Provided entries:

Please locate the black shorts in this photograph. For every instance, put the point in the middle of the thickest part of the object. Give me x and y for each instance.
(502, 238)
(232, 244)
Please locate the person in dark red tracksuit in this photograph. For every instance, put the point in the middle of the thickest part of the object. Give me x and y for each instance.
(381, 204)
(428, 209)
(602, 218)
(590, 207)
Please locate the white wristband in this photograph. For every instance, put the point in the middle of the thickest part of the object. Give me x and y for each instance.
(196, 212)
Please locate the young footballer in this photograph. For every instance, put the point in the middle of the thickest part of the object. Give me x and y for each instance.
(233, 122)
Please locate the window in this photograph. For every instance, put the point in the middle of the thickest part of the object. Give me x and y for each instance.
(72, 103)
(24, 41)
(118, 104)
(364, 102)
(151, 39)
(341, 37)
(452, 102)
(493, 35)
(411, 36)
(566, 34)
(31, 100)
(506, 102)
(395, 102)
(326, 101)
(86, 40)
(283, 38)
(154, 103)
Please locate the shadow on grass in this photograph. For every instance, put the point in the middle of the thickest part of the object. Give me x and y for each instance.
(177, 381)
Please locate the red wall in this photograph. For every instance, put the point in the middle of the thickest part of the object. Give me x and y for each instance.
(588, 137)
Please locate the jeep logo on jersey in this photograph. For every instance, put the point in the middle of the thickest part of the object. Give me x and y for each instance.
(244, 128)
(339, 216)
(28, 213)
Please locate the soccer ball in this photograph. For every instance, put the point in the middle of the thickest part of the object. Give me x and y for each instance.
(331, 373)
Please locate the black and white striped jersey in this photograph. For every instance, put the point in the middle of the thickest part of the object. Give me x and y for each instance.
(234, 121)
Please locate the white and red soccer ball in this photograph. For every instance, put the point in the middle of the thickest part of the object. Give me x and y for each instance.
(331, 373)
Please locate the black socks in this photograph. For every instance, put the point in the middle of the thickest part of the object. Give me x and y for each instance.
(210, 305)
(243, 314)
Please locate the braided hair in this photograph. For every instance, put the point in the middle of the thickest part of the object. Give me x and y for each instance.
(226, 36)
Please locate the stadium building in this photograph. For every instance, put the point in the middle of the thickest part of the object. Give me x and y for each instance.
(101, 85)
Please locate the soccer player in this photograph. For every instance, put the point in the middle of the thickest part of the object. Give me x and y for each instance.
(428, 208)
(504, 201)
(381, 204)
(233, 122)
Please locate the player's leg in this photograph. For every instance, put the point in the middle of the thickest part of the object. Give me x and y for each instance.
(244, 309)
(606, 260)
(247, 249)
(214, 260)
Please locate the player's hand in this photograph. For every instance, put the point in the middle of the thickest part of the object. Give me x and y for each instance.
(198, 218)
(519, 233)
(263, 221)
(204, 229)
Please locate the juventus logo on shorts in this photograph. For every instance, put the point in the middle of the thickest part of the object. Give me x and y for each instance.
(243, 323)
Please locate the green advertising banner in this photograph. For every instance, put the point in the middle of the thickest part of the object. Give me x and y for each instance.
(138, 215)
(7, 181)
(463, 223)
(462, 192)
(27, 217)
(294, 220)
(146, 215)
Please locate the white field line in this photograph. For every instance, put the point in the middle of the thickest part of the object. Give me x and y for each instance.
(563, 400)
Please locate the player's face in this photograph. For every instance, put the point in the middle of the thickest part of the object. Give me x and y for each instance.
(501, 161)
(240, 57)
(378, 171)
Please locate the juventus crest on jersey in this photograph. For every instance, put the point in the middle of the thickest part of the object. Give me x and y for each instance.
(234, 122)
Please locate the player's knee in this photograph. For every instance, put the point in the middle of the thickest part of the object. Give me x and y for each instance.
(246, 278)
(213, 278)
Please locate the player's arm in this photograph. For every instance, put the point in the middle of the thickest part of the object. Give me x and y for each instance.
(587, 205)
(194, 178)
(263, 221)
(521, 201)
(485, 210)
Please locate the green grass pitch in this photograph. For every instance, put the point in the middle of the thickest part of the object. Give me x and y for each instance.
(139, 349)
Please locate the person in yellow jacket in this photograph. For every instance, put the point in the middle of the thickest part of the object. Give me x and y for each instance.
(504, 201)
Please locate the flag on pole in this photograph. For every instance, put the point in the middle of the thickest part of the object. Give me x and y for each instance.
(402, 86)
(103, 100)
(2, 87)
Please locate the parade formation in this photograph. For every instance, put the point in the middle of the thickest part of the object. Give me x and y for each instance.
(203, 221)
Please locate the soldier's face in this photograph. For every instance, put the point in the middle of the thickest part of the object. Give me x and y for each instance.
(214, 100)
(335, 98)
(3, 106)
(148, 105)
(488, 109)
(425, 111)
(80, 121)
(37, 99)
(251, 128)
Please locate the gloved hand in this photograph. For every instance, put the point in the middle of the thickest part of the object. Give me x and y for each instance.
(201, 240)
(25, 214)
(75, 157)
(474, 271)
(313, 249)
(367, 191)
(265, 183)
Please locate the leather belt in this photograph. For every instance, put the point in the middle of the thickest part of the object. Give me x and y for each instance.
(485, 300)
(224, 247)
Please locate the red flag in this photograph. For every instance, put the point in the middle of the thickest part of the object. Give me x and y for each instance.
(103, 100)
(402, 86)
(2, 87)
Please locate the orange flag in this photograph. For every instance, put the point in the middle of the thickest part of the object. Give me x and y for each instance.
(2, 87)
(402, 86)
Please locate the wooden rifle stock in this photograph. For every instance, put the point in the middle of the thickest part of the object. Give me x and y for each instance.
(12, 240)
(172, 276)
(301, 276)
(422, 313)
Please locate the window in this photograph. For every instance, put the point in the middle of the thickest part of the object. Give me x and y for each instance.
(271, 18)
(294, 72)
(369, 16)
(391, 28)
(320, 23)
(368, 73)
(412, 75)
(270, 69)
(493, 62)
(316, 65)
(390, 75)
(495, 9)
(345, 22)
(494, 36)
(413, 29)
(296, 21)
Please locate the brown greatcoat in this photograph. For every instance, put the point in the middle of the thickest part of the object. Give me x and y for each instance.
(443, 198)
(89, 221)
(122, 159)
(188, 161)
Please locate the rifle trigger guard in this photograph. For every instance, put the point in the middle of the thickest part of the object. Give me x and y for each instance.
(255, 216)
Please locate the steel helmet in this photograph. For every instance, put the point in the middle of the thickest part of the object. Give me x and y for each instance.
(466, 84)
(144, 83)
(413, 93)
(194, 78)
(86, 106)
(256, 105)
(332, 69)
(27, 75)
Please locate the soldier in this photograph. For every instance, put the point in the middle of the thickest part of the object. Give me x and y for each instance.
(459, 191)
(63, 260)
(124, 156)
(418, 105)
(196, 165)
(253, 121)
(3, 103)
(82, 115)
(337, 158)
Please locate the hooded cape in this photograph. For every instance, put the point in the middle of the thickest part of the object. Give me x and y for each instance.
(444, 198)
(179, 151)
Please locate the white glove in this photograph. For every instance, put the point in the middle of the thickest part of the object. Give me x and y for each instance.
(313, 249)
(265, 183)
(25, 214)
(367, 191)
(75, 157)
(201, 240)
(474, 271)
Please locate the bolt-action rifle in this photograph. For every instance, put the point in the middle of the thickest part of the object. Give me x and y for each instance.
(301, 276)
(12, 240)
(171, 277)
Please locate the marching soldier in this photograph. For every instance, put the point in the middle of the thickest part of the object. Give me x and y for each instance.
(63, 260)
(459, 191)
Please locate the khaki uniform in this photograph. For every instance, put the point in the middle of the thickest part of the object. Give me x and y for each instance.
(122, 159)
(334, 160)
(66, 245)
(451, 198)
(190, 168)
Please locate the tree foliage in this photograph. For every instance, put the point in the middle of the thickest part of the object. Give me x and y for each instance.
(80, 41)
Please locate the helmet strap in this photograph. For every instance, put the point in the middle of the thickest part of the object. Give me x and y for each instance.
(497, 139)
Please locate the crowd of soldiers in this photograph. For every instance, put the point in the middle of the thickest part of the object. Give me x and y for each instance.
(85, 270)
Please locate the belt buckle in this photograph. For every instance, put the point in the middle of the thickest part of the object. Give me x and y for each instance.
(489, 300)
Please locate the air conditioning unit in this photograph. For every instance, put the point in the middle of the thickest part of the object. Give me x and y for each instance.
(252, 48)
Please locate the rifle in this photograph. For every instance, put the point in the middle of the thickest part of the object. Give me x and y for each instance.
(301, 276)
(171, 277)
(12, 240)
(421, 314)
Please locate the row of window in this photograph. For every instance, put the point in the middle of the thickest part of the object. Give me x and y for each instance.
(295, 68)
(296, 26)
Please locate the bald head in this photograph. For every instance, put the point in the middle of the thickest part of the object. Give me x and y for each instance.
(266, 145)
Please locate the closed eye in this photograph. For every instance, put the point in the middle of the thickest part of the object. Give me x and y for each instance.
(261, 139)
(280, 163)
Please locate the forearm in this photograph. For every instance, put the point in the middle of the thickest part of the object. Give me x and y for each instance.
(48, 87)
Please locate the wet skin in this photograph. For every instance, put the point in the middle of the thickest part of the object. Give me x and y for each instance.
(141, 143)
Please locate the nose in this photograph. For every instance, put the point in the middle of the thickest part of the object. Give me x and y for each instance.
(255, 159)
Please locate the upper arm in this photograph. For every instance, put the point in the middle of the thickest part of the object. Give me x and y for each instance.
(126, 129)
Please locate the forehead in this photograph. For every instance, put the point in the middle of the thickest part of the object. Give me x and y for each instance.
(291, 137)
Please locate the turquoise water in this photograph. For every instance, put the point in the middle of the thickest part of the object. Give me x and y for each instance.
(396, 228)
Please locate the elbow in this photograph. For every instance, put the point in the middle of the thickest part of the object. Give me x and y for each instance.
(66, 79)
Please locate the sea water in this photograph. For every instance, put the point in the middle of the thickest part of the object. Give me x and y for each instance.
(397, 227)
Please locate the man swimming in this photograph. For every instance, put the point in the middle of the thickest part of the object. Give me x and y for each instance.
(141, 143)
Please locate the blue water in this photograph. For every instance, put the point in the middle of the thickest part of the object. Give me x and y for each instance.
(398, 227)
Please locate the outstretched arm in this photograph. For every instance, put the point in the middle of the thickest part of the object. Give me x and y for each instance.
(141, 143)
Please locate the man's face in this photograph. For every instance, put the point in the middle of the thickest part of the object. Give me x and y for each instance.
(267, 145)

The problem: Put the lines of the material from the line containing "Please locate the sea" through the end of the material into a Markdown table with the columns Number and Line, leaving out any blank lines.

Output:
| Number | Line |
|---|---|
| 1 | Please locate the sea water in this photograph. For every instance, put the point in the middle of the thickest part of the object. Give me x and y for each instance. |
| 2 | (397, 227) |
| 3 | Please locate the man swimming in this photograph. For every instance, put the point in the middle of the thickest part of the object. Give me x and y for each instance. |
| 4 | (141, 143) |
| 5 | Please locate the blue water in this photograph. For every instance, put the point in the middle of the thickest part of the object. Give me x and y for each instance. |
| 6 | (398, 227) |
| 7 | Please locate the outstretched arm in this photograph. For every instance, put the point in the middle of the thickest part of the object. Give me x and y for each instance. |
| 8 | (141, 143) |
| 9 | Please locate the man's face in this photograph. For every instance, put the point in the middle of the thickest part of the object. Give me x and y for each instance. |
| 10 | (267, 145) |